**EXCERPT TO READ**
Now we'll copy the file to S3 for Amazon SageMaker's managed training to pickup.

In [None]:
# cell 14
boto3.Session().resource('s3').Bucket(bucket).Object(os.path.join(prefix, 'train/train.csv')).upload_file('train.csv')
boto3.Session().resource('s3').Bucket(bucket).Object(os.path.join(prefix, 'validation/validation.csv')).upload_file('validation.csv')

---

## End of Lab 1


---

## Training
Now we know that most of our features have skewed distributions, some are highly correlated with one another, and some appear to have non-linear relationships with our target variable.  Also, for targeting future prospects, good predictive accuracy is preferred to being able to explain why that prospect was targeted.  Taken together, these aspects make gradient boosted trees a good candidate algorithm.

There are several intricacies to understanding the algorithm, but at a high level, gradient boosted trees works by combining predictions from many simple models, each of which tries to address the weaknesses of the previous models.  By doing this the collection of simple models can actually outperform large, complex models.  Other Amazon SageMaker notebooks elaborate on gradient boosting trees further and how they differ from similar algorithms.

`xgboost` is an extremely popular, open-source package for gradient boosted trees.  It is computationally powerful, fully featured, and has been successfully used in many machine learning competitions.  Let's start with a simple `xgboost` model, trained using Amazon SageMaker's managed, distributed training framework.

First we'll need to specify the ECR container location for Amazon SageMaker's implementation of XGBoost.

**DATA SECTION**
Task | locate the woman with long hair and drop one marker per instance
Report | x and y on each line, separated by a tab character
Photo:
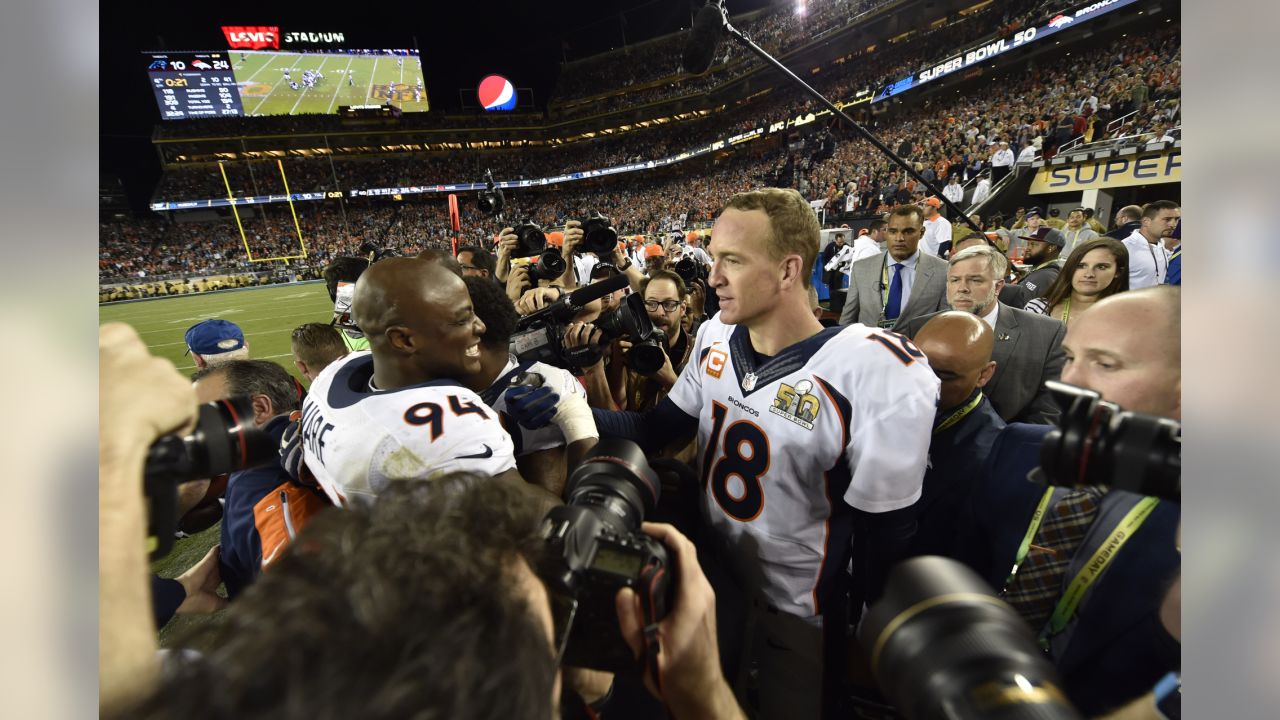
1096	269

**PROBLEM**
According to the notebook excerpt, why are gradient boosted trees a good candidate algorithm here? This data comes from a different source than the notebook excerpt.

**WRITTEN SOLUTION**
Most of the features have skewed distributions, some are highly correlated with one another, and some appear to have non-linear relationships with the target variable. Also, for targeting future prospects, good predictive accuracy is preferred to being able to explain why a prospect was targeted.